Exercise aim
Below are some entries. Output each one exactly as it appears.

(Dataset excerpts on object pointing)
+++

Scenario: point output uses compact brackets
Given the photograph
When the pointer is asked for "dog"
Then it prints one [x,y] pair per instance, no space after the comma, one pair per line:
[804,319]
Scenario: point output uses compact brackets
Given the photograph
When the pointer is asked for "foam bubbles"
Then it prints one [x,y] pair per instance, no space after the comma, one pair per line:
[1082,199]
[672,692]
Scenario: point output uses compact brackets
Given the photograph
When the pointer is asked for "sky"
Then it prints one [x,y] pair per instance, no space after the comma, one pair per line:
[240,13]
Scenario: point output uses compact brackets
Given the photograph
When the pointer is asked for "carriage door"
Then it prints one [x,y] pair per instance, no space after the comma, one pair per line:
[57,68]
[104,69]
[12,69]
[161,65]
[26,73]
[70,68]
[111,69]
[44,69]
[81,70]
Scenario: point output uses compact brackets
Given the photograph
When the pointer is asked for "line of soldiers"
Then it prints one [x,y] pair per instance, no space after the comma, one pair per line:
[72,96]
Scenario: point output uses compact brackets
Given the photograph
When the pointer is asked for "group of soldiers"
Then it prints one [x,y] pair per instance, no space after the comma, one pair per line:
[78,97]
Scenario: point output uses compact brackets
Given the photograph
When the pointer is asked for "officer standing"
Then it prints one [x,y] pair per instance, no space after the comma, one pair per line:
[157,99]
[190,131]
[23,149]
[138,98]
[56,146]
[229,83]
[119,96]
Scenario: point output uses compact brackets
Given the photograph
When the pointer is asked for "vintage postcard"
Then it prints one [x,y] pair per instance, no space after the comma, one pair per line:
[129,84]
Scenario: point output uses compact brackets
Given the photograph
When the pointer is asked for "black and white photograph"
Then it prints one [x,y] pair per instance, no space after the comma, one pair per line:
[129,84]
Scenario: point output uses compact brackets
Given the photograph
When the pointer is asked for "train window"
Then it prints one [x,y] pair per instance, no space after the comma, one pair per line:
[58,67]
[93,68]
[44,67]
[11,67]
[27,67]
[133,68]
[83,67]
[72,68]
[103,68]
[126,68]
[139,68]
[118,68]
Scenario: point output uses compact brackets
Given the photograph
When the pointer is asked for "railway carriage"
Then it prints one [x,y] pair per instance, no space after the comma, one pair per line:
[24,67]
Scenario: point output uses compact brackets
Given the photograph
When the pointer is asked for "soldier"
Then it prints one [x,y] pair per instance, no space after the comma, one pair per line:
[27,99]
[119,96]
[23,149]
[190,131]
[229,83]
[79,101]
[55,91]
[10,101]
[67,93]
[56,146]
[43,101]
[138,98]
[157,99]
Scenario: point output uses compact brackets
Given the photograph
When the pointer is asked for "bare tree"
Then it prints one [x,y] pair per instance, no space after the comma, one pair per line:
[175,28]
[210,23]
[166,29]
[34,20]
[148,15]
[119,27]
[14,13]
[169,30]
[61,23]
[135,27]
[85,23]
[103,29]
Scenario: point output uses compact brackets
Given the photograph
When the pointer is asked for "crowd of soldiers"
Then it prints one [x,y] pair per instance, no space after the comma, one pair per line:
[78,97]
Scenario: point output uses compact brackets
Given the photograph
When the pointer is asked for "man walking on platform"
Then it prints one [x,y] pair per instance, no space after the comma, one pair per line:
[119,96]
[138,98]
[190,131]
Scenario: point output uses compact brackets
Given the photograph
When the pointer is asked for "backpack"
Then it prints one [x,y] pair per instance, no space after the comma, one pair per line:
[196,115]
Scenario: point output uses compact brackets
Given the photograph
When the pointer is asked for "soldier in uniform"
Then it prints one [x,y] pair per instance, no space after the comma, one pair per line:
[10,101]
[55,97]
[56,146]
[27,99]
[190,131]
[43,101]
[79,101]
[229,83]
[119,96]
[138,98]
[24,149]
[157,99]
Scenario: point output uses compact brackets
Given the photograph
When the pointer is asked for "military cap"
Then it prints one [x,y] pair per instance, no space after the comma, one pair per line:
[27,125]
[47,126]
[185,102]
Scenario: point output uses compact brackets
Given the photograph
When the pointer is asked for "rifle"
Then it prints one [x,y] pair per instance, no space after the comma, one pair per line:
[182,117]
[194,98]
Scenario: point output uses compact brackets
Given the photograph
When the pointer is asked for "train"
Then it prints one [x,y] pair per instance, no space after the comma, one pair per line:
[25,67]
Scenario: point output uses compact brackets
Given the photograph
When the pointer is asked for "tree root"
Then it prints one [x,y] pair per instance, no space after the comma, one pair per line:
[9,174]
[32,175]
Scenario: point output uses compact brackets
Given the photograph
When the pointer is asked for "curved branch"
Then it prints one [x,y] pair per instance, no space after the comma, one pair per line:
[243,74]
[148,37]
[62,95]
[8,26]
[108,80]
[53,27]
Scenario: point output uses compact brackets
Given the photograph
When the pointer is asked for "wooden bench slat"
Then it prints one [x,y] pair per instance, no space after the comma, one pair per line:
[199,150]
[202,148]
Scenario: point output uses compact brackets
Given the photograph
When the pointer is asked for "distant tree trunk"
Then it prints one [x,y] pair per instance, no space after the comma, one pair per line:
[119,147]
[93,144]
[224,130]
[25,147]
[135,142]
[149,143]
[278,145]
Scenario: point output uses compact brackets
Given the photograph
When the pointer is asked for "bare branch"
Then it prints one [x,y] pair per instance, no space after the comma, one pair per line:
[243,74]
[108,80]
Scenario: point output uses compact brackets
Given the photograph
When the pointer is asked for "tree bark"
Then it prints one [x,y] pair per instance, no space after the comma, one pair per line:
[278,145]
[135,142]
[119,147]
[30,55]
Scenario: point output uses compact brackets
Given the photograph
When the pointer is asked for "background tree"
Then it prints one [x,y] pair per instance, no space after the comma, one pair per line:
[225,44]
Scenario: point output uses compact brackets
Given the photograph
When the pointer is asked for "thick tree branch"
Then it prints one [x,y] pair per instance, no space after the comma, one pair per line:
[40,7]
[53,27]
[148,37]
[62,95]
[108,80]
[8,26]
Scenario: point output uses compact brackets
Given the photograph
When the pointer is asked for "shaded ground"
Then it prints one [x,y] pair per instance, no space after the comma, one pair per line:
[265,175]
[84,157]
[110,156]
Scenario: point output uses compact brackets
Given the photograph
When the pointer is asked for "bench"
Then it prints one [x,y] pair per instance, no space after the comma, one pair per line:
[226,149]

+++

Task output
Scenario: point output uses compact brackets
Given the photograph
When the pointer is asked for "dog"
Then it prints one [x,y] pair per instance, no space after the comma, one pair per line:
[804,319]
Scenario: point output uses compact brackets
Given the photograph
When the pointer is asked for "foam bubbles"
Then it prints one [x,y] pair per instance, no space after the comma, one pair per line:
[1082,199]
[672,692]
Scenario: point output uses compact brackets
Given the photograph
When the pointer is asked for "sky"
Then it prints one [x,y] pair per instance, no space after the comma, one pair per line:
[240,13]
Scenario: point output uses compact brackets
Given the photograph
When the pointer is asked for "carriage door"
Then it prints one [x,y] pair per instance, no space after the comma, one pair per line:
[57,68]
[104,69]
[12,69]
[161,65]
[26,73]
[70,68]
[111,69]
[44,69]
[81,70]
Scenario: point output uses compact brackets
Given the photograph
When the pointer is asked for "line of soldiers"
Then it prints one [x,y] pair per instance, no space after the comma, one pair per line:
[72,96]
Scenario: point output uses compact brackets
Given the photograph
When the pointer is asked for "group of soldiers"
Then it prints one [x,y] pair per instance, no space after the comma, one pair per line:
[78,97]
Scenario: point output uses compact brackets
Given the photograph
When the pointer is asked for "officer standing"
Then it prints one [x,y] pair per instance, no space after the comma, one pair per line:
[157,99]
[190,131]
[23,149]
[138,98]
[56,146]
[229,83]
[119,96]
Scenario: point output uses compact brackets
Given the photograph
When the pointer is asked for "vintage postcard"
Then it prints one [x,y] pair per instance, no space after the comma, one pair per line:
[129,84]
Scenario: point output uses compact brackets
Given the photograph
When the pointer is asked for "black and white photograph"
Then it prints one [x,y] pair per instance, no space after the comma, one pair per line:
[129,84]
Scenario: point output uses compact brackets
Given the photograph
When the pointer is asked for "train window"
Then it prints one [x,y] pair per instance, no space after the comma, one pair per line:
[58,67]
[93,68]
[44,67]
[11,67]
[27,67]
[133,68]
[83,67]
[72,68]
[103,68]
[126,68]
[139,68]
[118,68]
Scenario: point output uses compact brackets
Given the photograph
When the pointer is asked for "railway carriage"
Then it prints one [x,y] pair per instance, no space after the comma, one pair per line:
[24,67]
Scenario: point output uses compact brackets
Given the photograph
When the pointer is asked for "soldier"
Then it prints one [x,y] pair per instance, no space after the comma, one pair per line:
[27,99]
[119,96]
[23,149]
[190,131]
[229,83]
[79,101]
[55,91]
[10,101]
[67,93]
[56,146]
[43,101]
[138,98]
[157,99]
Scenario: point output uses compact brackets
Given the photograph
When the pointer is asked for "bare tree"
Then it prints one [x,y] pair per instance, no space after the comma, one pair per line:
[175,28]
[210,23]
[166,29]
[34,20]
[148,15]
[119,27]
[14,13]
[169,30]
[61,23]
[135,27]
[85,23]
[103,29]
Scenario: point output uses compact brackets
Given the photograph
When the pointer is asked for "crowd of soldiers"
Then it prints one [x,y] pair per instance, no space after the comma, one pair per line:
[78,97]
Scenario: point output uses compact brackets
Given the photograph
When the pointer is asked for "man walking on platform"
Then it prints one [x,y] pair per instance, no space after the comma, one pair per line:
[119,96]
[138,98]
[190,131]
Scenario: point output uses compact brackets
Given the photograph
When the pointer is asked for "backpack"
Then it prints one [x,y] pair per instance, no space after the comma, one pair per line:
[196,115]
Scenario: point output uses compact brackets
Given the photograph
When the pointer is asked for "soldier in uniform"
Then it prints one [x,y] pair per instance, no space after the comma, one pair per line:
[10,101]
[55,97]
[56,146]
[27,99]
[190,131]
[43,101]
[79,101]
[229,83]
[119,96]
[138,98]
[24,149]
[157,99]
Scenario: point output uses compact brackets
Given the photograph
When the pointer is asked for "military cap"
Then it prints one [x,y] pair per instance, no space after the comma, one pair per line:
[27,125]
[47,126]
[185,102]
Scenario: point output uses compact brackets
Given the photograph
When the pointer is asked for "rifle"
Then it prints one [x,y] pair per instance, no space after the comma, one pair per line:
[182,117]
[194,98]
Scenario: point output uses compact brackets
Given the photograph
When the pointer is asked for "train"
Then it prints one [x,y] pair per instance, no space after the comma, one pair per line:
[25,67]
Scenario: point output uses compact brackets
Given the photograph
When the pointer is asked for "tree root"
Then it prints one [x,y] pair per instance, no space after the comma, one pair per line:
[9,174]
[32,175]
Scenario: point output uses compact brackets
Given the photograph
When the pointer is asked for "curved branch"
Then it prints one [x,y] pair per instance, no space after the comma, one pair per line:
[243,74]
[148,37]
[62,95]
[8,26]
[108,80]
[53,27]
Scenario: point output uses compact brackets
Given the photograph
When the pointer is asked for "wooden bench slat"
Then it prints one [x,y] pair per instance, no space after the comma, one pair per line:
[199,150]
[202,148]
Scenario: point output uses compact brackets
Given the photograph
When the pointer is asked for "distant tree trunk"
Then it prints one [x,y] pair per instance, no space after the comma, one pair per line:
[119,147]
[93,144]
[224,130]
[25,147]
[135,142]
[149,143]
[278,145]
Scenario: point output uses compact brackets
Given the photograph
When the pointer is asked for "bare branch"
Then it prints one [x,y] pair per instance, no space after the comma, one pair per line:
[243,74]
[108,80]
Scenario: point output uses compact brackets
Given the photograph
When the pointer is asked for "tree bark"
Then it prints one [x,y] pair per instance, no space after the comma, one pair per line:
[278,145]
[135,142]
[119,147]
[30,55]
Scenario: point output uses compact brackets
Given the photograph
When the pointer is asked for "background tree"
Then it prints one [x,y] pair per instance, no space after the comma, one pair per line:
[225,44]
Scenario: point output uses compact brackets
Given the photograph
When the pointer is asked for "thick tree branch"
Then it prints one [x,y] pair per instance, no space after the comma, one pair per line:
[40,7]
[53,27]
[148,37]
[62,95]
[108,80]
[8,26]
Scenario: point output uses compact brackets
Given the photograph
When the pointer is asked for "shaded ground"
Then it prints one [x,y] pair per instance, no space after the comma, one pair per line:
[265,175]
[84,157]
[110,156]
Scenario: point output uses compact brackets
Given the photograph
When the pointer is asked for "bench"
Then it prints one [x,y] pair per instance, no space after the comma, one pair per line:
[226,149]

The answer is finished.